### Stated problem
Write out every line of the data below verbatim, with no changes.

### Exercise inputs
******************************

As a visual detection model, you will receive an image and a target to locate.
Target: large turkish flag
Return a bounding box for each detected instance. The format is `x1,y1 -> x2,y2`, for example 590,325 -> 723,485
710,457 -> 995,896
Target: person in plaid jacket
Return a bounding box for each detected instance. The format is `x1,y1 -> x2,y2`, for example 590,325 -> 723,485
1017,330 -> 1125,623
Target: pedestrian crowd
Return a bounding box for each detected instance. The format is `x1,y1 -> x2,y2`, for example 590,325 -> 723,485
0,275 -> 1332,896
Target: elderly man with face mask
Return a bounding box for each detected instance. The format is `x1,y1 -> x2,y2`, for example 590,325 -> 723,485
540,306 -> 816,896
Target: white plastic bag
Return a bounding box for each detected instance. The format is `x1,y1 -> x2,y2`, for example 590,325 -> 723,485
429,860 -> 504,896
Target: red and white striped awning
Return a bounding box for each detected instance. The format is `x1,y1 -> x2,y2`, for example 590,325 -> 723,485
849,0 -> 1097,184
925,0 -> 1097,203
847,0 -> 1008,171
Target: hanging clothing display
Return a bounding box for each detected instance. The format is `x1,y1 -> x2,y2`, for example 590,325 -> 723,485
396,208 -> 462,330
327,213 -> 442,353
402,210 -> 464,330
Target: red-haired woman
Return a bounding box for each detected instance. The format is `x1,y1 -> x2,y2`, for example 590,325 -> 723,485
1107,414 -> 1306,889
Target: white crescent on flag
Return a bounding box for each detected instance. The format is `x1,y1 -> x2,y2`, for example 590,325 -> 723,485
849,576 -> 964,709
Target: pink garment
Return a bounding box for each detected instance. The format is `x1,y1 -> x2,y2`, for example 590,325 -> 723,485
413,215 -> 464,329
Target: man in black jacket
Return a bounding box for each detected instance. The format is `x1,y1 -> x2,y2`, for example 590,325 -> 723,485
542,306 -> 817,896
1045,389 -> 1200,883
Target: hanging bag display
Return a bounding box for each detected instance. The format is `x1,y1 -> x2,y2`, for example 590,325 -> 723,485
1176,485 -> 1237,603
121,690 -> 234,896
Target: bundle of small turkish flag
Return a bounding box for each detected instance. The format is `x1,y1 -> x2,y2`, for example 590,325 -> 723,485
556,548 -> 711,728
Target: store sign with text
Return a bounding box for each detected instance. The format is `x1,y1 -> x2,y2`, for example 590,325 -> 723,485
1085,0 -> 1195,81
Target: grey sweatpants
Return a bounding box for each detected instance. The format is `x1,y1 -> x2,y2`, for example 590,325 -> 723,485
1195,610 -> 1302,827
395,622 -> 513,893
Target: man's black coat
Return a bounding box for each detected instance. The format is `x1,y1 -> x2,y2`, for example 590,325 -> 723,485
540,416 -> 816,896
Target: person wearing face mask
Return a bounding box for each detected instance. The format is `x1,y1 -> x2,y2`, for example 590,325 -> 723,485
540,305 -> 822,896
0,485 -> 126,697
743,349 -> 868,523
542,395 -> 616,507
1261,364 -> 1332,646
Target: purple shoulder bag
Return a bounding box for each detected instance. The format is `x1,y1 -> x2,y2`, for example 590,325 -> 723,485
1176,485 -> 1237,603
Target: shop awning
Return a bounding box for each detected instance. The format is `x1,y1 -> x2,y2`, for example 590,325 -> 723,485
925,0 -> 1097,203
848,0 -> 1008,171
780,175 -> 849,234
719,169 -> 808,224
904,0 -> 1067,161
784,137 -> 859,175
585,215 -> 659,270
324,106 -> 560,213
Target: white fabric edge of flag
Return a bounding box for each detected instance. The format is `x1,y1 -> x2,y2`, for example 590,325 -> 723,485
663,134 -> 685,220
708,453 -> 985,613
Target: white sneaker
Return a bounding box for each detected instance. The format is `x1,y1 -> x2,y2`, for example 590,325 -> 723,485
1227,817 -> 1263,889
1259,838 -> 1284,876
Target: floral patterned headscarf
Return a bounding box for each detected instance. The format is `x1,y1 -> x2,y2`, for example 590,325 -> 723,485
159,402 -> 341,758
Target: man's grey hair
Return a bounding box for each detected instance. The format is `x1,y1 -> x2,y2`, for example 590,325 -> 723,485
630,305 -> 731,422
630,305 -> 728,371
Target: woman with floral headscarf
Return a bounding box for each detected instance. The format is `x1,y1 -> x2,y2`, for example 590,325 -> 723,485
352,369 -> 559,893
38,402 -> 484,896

******************************

### Solution to the problem
As a visual detection model, you will receive an image and a target to locate.
Target: large turkish flag
Return a bounding box for each detected instance. The format is `x1,y1 -> x2,y2`, for example 590,325 -> 723,485
710,457 -> 995,896
Target: person in plaid jacket
Return a bounding box for each detected instance. The format is `x1,y1 -> x2,y2`, for example 590,325 -> 723,485
1017,330 -> 1125,623
Target: pedestrian crowd
Return a bounding box for each detected instance. The format is `x1,y1 -> x2,y2`, for example 590,325 -> 723,485
0,275 -> 1332,896
Target: elderly man with face mask
Return a bounding box for each detected instance. The format is `x1,y1 -> x2,y2`, for example 590,325 -> 723,485
540,306 -> 816,896
Target: white plastic bag
Return a bounding box for each detected instance. The format is `x1,y1 -> x2,y2`, for example 590,325 -> 723,485
429,860 -> 504,896
Target: red and white striped awning
Return a bounding box for each detected instance. The format is `x1,y1 -> x2,y2`, for example 590,325 -> 723,485
849,0 -> 1097,184
925,0 -> 1097,203
847,0 -> 1008,171
Target: hanging clothing display
Return a bounding box for each detected instance. The format is `x1,y1 -> x2,y2`, for example 590,325 -> 723,485
396,208 -> 462,330
327,213 -> 442,353
402,210 -> 464,330
Target: red-haired woman
Return a bounding box for each detected instance. The format is `x1,y1 -> x2,y2`, for example 590,325 -> 723,485
1107,414 -> 1306,889
Target: white crescent on flag
Return a bounding box for each detected instance. The format is `x1,y1 -> x2,y2`, for example 590,325 -> 723,485
849,576 -> 964,709
Target: pink garment
Return a bounding box for each detected instance. The format is `x1,y1 -> x2,y2`, for example 590,325 -> 723,485
413,215 -> 464,329
Target: man in black jacket
Return a bounding box for each detected instance. The format is `x1,y1 -> x2,y2`, for example 590,325 -> 723,485
542,306 -> 817,896
1045,389 -> 1200,883
Target: hanging bag display
Return a bounding box for each detected instance. The format is `x1,y1 -> x2,y2`, for example 590,325 -> 723,485
1176,485 -> 1237,603
121,690 -> 234,896
Target: bundle of small turkish flag
Return a bounding box for each detected instance. The format is `x1,y1 -> x2,y2`, for example 590,325 -> 723,485
556,548 -> 711,728
Target: store sign with text
Return a bounding box for each detected instance. The format is `x1,y1 -> x2,y2`, for example 590,325 -> 723,485
1085,0 -> 1195,81
Target: grey sweatpants
Return a bounding box for each detected instance. The format is `x1,y1 -> x2,y2`, for example 590,325 -> 723,485
1195,610 -> 1302,827
395,622 -> 513,893
Target: man's black coat
Return a bounding box for each detected instance. The format is `x1,y1 -> x2,y2`, for example 590,325 -> 723,485
540,416 -> 816,896
Target: person wearing face mask
Return a bounding box for each detected instance. The format is `x1,y1 -> x2,y2`, for example 590,325 -> 723,485
540,305 -> 822,896
0,485 -> 126,697
743,349 -> 868,523
542,395 -> 616,507
1261,364 -> 1332,646
Target: purple shoulder bag
Return a bounding box for each detected instance. The format is `x1,y1 -> x2,y2`, for example 590,325 -> 723,485
1176,485 -> 1237,603
Target: shop awning
Return a bounding box for each detected instance. The format is `x1,y1 -> x2,y2`, for example 590,325 -> 723,485
925,0 -> 1097,203
848,0 -> 1008,171
780,175 -> 849,234
719,169 -> 808,224
904,0 -> 1067,161
784,137 -> 859,175
585,215 -> 659,270
324,106 -> 560,213
Target: white fabric edge of flag
Return a bounding box for each detected instance. The format is `x1,y1 -> x2,y2`, for example 590,325 -> 723,485
663,134 -> 685,220
708,453 -> 985,613
Target: white sneaker
Return a bounding box for each detected instance. The format is `x1,y1 -> x2,y2`, for example 590,325 -> 723,485
1227,817 -> 1263,889
1259,838 -> 1284,876
Target: floral patterned headscarf
Return a bounding box for each detected instance. The format is `x1,y1 -> x2,y2`, for example 590,325 -> 723,485
159,402 -> 341,758
Target: man's grey hair
Return a bounding box for each detected instance. The format is `x1,y1 -> x2,y2`, for example 590,325 -> 723,485
630,305 -> 731,422
630,305 -> 728,371
Target: woman with floral headscarf
Return a bounding box for each detected instance. The format is `x1,y1 -> x2,y2`, for example 590,325 -> 723,485
352,369 -> 559,893
38,402 -> 484,896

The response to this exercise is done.